INSTRUÇÕES DO EXERCÍCIO: Reproduza sem nenhuma alteração, do editorial sobre a regulamentação da psicanálise, o trecho que vai de “Mais recentemente, o” até “por tais discursos.”.

___ TEXTO EM ESTUDO

Gustavo Ramos (EBP/AMP)
Jaqueline Coelho (EBP/AMP)
Não é de hoje que verificamos o movimento de evangélicos gravitando em torno do assunto “psicanálise”. Eles se interessam por transformar pastores em “psicanalistas” e fazem uso de conceitos psicanalíticos, deturpando-os em nome de objetivos alheios e religiosos, a fim de obter um controle maior sobre aquilo que habita o pensamento. Uma das reverberações dessa aproximação são as proposições por parte da chamada bancada evangélica, na Câmara dos Deputados e no Senado Federal, de projetos para regulamentar a psicanálise. Se o primeiro projeto data dos anos 2000, o último é de 2018 e no seu artigo segundo propõe uma graduação em psicanálise e um diploma de psicanálise.
Mais recentemente, o estabelecimento de um “bacharelado em psicanálise”, por parte de uma universidade à distância, trouxe novamente à tona o debate sobre a regulamentação e exigiu o posicionamento conjunto das mais variadas instituições de psicanálise no sentido de reafirmar o porquê da impossibilidade de um diploma de psicanalista. Nesse contexto, é preciso esclarecer: por que não regulamentar? Como respondemos às exigências de regulamentação, algumas inclusive sob a égide da reivindicação de direitos trabalhistas, de segurança na aposentadoria e do respaldo de um sindicato de trabalhadores?
Essas duas frentes de assalto à psicanálise nos orientaram na editoração da Correio Express n. 28. Quem se encanta por elas certamente ignora, dentre tantas coisas, os princípios da psicanálise, bem como o fato de que a sobrevivência desta dependerá de sua não apropriação por tais discursos.
Ao mesmo tempo, esses ataques nos impõem um enfrentamento nem de longe simples ou fácil. A problematização arriscada por Miller nos parece interessante para demonstrar a amplitude da questão:
Nem os psicanalistas, nem ninguém, podem dizer o que é O psicanalista como tal. É um fato de experiência, sem dúvida, mas porque é um impasse estrutural: O psicanalista não existe – o que não impede, pelo contrário, que os psicanalistas cresçam e se multipliquem[1].
Esse impasse é, segundo Miller, um segredo desvelado na Escola de Lacan. A complexidade engendrada por ele traz à baila a questão da regulamentação, certamente, e também se desdobra nos temas do ensino da psicanálise e da formação. Neste número da Correio Express, privilegiamos aspectos relacionados ao primeiro ponto. No próximo, abordaremos um pouco os outros dois. Aqui, contamos com a colaboração de Samyra Assad, Giovanna Quaglia, Luis Francisco E. Camargo e Héder Bello. Agradecemos a Julia Panadés, que gentilmente autorizou a utilização de sua obra que acompanha este editorial.

______
___ DADOS DO EXERCÍCIO

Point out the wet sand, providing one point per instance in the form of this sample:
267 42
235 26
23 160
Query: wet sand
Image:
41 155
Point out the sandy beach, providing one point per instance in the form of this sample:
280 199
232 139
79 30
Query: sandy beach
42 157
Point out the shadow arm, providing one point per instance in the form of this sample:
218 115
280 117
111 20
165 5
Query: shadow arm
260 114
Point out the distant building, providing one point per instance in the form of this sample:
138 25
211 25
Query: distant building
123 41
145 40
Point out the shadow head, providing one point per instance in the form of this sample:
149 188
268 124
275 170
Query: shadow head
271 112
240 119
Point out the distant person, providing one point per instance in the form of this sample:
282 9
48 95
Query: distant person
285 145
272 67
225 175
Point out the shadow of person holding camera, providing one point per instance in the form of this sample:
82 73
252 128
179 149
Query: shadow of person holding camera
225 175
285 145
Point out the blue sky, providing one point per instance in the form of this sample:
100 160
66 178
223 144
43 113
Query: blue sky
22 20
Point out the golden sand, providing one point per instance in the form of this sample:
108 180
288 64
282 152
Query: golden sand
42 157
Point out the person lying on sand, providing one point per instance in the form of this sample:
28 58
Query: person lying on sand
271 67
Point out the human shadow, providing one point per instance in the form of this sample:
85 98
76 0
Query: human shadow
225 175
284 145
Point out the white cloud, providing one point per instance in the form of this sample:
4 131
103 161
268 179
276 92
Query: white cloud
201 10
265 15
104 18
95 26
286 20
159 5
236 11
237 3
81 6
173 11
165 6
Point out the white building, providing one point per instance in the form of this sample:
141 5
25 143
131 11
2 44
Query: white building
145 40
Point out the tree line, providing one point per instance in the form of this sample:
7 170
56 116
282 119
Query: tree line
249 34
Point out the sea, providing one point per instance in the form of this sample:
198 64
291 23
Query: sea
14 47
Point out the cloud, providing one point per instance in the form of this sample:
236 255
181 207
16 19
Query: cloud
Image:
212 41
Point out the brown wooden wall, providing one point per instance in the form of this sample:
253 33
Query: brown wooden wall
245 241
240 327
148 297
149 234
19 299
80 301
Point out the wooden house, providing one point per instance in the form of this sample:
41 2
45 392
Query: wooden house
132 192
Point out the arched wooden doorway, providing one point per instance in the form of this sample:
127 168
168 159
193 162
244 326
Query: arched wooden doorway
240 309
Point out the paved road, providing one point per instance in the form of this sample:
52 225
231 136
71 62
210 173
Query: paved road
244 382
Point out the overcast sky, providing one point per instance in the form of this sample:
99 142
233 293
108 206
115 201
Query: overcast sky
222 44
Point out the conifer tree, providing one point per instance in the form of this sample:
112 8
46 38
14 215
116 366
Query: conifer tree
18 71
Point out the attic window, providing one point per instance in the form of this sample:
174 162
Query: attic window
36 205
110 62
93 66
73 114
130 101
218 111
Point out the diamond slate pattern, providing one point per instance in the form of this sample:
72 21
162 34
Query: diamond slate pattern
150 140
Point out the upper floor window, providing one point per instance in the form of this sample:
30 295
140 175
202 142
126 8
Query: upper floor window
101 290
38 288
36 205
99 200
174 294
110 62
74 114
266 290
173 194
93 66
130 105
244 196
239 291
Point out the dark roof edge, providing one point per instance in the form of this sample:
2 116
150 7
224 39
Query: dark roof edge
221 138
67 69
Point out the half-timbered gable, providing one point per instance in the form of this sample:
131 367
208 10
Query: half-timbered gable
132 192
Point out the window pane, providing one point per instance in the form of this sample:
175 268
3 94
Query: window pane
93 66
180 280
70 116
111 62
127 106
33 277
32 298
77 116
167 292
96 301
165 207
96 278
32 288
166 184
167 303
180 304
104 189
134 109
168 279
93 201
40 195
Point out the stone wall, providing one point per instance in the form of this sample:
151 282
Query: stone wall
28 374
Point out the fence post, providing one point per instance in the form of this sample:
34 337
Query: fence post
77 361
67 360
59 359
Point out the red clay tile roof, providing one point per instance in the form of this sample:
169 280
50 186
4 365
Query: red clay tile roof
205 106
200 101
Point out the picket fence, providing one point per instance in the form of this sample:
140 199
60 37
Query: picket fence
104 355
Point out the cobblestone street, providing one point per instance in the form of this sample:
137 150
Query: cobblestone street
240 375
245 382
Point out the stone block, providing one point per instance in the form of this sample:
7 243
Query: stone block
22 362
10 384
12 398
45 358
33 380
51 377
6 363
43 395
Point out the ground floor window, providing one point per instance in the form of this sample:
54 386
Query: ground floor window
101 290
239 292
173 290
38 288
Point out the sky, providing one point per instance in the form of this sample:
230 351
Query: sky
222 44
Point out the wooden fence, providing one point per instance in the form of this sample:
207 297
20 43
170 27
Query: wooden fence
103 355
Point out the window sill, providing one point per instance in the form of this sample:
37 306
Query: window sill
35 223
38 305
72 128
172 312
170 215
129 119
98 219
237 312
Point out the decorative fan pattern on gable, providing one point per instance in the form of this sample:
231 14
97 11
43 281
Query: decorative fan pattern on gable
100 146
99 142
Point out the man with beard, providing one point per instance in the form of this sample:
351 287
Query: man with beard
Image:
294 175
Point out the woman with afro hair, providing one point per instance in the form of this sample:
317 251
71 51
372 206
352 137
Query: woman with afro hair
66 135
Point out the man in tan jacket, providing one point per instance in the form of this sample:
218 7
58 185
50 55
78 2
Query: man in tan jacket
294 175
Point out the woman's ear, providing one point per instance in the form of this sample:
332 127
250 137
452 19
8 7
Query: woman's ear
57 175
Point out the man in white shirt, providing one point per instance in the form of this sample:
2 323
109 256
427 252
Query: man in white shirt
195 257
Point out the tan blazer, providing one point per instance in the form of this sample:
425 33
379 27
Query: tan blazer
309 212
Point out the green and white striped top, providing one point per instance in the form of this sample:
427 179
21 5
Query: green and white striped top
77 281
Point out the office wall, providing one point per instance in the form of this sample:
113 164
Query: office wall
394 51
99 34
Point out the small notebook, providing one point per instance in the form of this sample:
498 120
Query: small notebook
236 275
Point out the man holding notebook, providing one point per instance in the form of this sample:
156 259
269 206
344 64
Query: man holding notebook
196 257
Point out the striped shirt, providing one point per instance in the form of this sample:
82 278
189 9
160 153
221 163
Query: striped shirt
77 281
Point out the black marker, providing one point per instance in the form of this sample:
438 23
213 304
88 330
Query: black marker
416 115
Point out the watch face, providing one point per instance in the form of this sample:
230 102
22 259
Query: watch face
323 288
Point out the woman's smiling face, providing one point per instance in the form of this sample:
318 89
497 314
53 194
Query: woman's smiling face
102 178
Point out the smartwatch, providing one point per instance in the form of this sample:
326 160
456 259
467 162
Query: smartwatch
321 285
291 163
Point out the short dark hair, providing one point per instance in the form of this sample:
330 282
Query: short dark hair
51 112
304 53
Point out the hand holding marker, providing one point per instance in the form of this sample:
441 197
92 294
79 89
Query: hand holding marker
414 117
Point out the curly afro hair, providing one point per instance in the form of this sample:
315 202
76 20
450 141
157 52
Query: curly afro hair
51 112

______
___ DADOS DO EXERCÍCIO

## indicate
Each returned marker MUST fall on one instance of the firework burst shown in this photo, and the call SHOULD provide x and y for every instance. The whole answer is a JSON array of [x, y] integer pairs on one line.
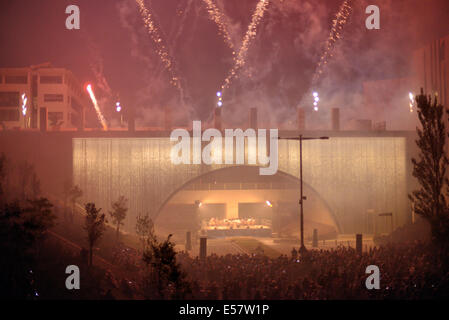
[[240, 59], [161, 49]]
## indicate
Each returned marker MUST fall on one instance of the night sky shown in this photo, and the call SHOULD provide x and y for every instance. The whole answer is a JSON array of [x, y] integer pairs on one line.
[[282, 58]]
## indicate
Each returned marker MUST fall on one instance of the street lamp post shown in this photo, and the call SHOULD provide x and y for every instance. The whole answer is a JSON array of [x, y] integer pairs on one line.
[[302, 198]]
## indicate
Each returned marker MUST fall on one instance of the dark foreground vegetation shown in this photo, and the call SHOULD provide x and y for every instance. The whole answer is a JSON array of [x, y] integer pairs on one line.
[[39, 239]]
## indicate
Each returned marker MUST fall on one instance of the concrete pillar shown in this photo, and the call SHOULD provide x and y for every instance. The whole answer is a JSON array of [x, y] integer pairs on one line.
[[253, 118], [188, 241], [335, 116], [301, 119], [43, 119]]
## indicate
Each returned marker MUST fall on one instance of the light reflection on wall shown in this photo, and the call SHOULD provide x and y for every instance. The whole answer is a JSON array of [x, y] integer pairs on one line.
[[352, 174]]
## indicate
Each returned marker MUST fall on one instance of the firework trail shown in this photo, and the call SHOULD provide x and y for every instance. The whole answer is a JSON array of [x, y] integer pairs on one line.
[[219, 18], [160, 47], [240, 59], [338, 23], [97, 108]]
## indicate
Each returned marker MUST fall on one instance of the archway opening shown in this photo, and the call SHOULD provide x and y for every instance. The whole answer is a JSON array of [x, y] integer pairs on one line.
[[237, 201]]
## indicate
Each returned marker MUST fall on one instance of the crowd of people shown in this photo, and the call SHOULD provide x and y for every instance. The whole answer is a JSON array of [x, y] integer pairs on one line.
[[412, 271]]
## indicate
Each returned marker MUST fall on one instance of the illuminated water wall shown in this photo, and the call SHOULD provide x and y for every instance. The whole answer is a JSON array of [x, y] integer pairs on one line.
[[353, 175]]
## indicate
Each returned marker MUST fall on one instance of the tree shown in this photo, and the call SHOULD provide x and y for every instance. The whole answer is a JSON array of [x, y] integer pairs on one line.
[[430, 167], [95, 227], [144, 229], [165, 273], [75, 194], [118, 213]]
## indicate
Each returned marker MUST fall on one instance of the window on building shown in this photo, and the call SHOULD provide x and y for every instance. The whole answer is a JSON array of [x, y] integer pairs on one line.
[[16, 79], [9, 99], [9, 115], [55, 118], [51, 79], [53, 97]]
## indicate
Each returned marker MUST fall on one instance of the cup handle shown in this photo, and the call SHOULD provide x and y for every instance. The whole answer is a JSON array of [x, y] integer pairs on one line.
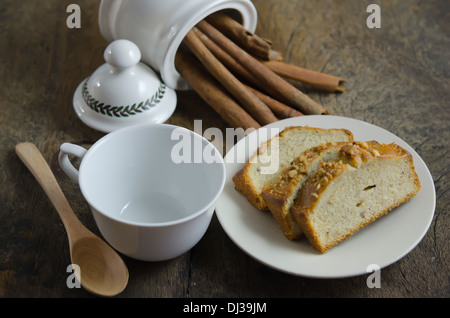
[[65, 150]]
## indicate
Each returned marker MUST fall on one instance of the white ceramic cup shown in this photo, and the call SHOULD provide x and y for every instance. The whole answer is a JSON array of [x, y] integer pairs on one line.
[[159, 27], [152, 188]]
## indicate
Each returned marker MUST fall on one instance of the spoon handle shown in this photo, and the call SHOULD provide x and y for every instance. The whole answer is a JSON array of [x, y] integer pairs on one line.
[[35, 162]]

______
___ DADOS DO EXERCÍCIO

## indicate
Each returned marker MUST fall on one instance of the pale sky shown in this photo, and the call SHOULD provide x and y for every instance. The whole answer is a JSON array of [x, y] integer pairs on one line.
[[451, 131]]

______

RESPOSTA DO EXERCÍCIO:
Mais recentemente, o estabelecimento de um “bacharelado em psicanálise”, por parte de uma universidade à distância, trouxe novamente à tona o debate sobre a regulamentação e exigiu o posicionamento conjunto das mais variadas instituições de psicanálise no sentido de reafirmar o porquê da impossibilidade de um diploma de psicanalista. Nesse contexto, é preciso esclarecer: por que não regulamentar? Como respondemos às exigências de regulamentação, algumas inclusive sob a égide da reivindicação de direitos trabalhistas, de segurança na aposentadoria e do respaldo de um sindicato de trabalhadores?
Essas duas frentes de assalto à psicanálise nos orientaram na editoração da Correio Express n. 28. Quem se encanta por elas certamente ignora, dentre tantas coisas, os princípios da psicanálise, bem como o fato de que a sobrevivência desta dependerá de sua não apropriação por tais discursos.